[Start of Entries shown]

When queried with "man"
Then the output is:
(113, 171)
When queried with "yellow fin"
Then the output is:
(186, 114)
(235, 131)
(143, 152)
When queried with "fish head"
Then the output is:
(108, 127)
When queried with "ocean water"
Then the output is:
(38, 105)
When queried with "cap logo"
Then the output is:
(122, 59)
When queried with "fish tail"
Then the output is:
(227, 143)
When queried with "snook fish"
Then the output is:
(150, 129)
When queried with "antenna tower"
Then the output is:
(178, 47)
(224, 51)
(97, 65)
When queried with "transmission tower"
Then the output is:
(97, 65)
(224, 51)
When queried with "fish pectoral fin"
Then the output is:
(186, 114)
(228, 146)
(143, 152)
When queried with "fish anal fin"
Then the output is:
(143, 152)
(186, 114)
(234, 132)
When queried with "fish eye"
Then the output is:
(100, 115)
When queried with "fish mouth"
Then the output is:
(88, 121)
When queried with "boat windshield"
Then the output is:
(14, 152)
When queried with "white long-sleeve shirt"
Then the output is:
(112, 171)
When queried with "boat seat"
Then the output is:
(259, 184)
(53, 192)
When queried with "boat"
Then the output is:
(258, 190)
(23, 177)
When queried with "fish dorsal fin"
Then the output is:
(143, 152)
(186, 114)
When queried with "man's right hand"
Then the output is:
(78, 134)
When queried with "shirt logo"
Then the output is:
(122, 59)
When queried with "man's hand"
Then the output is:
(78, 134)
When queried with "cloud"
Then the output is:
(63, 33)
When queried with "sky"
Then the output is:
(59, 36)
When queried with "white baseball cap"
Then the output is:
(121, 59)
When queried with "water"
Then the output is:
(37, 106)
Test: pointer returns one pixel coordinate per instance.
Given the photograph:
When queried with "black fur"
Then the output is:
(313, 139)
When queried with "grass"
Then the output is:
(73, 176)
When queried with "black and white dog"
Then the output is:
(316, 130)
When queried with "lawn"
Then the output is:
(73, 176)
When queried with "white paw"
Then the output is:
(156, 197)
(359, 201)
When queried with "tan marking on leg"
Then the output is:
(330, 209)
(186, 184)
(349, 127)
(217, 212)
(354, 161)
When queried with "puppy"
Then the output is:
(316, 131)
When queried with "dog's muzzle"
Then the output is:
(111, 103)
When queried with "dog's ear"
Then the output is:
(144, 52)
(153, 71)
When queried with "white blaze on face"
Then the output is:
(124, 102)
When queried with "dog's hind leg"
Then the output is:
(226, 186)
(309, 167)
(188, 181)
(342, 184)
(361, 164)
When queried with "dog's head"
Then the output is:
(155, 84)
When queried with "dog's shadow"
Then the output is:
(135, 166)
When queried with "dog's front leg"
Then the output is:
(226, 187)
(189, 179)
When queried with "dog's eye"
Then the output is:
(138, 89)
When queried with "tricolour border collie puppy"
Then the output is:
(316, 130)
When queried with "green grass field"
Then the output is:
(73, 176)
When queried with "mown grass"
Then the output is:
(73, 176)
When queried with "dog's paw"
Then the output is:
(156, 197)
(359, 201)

[End of Entries shown]
[Start of Entries shown]

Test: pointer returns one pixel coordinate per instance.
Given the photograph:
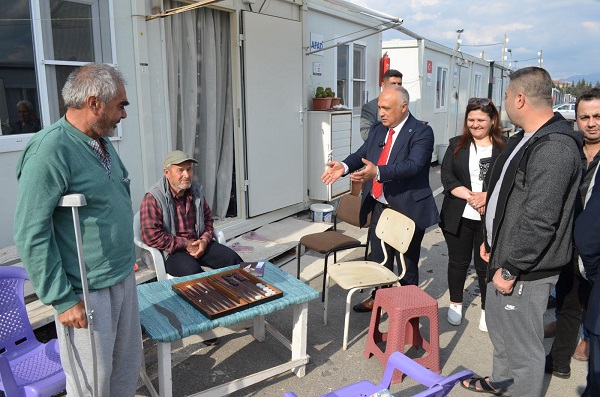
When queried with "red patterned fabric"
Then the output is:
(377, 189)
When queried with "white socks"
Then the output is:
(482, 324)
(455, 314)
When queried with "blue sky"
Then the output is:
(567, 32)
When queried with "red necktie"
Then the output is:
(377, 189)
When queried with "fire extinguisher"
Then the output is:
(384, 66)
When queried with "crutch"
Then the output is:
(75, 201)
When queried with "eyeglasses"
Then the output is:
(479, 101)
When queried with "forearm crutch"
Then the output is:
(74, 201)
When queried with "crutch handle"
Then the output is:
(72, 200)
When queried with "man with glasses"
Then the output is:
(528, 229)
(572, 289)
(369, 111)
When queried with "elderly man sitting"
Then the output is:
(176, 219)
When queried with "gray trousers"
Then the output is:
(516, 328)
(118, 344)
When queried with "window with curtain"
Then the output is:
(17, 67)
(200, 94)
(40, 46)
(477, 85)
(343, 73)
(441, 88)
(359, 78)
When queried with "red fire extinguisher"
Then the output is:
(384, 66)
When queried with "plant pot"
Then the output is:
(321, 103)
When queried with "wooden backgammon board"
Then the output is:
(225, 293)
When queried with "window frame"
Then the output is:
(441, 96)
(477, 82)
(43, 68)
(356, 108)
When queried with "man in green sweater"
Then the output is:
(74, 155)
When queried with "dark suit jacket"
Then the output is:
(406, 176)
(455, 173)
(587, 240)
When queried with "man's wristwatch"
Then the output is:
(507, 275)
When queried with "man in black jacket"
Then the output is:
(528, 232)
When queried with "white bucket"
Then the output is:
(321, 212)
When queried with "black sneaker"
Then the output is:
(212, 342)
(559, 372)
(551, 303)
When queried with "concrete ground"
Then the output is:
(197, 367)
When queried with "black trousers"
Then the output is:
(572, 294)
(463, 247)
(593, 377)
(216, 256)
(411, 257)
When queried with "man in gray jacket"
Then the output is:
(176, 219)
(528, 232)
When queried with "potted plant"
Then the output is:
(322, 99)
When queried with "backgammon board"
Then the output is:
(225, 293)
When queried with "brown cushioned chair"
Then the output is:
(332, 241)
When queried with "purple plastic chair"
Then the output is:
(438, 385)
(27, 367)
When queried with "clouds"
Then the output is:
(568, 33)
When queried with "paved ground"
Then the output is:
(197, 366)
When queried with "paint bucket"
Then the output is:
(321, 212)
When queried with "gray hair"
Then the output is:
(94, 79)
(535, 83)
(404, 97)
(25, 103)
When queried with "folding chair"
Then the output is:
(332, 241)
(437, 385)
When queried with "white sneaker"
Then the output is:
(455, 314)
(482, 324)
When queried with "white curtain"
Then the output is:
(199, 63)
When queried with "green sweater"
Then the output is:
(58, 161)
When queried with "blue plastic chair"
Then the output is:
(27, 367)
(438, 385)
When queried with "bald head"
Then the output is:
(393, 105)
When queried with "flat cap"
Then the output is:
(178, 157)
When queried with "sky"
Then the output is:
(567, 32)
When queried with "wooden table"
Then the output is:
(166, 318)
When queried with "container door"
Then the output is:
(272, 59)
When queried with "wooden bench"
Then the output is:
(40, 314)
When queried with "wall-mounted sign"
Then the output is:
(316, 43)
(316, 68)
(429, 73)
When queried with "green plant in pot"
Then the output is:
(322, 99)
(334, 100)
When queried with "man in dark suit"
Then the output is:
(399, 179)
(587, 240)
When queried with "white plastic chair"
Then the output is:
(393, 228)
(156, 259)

[End of Entries shown]
[Start of Entries shown]

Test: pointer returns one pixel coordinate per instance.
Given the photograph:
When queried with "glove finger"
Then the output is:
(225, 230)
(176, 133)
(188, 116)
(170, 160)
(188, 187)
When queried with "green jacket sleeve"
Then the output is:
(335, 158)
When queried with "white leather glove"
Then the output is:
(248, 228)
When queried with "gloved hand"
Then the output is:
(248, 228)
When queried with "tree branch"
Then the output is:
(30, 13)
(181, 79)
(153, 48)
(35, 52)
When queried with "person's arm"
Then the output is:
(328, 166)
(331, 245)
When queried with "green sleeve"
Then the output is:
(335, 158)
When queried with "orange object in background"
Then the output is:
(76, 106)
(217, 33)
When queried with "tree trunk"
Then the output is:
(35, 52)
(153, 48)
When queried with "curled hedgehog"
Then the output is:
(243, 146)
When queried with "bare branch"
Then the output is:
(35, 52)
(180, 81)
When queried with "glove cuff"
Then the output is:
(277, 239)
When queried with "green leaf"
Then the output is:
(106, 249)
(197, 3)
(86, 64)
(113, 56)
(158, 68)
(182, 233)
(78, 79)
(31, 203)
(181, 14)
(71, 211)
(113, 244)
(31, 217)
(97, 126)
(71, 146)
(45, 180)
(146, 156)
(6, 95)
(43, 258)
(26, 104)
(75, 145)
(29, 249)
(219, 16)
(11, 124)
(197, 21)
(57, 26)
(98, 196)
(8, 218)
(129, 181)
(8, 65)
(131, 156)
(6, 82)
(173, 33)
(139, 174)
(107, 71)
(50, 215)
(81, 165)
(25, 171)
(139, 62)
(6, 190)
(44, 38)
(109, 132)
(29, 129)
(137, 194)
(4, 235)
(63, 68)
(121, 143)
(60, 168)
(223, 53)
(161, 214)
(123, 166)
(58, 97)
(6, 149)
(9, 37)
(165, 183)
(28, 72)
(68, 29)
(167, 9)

[End of Entries shown]

> Work to complete:
Identify every line in the records above that contains the word "grass" and copy each of those lines.

> The result:
When queried with "grass"
When queried with "green grass field"
When queried with "mown grass"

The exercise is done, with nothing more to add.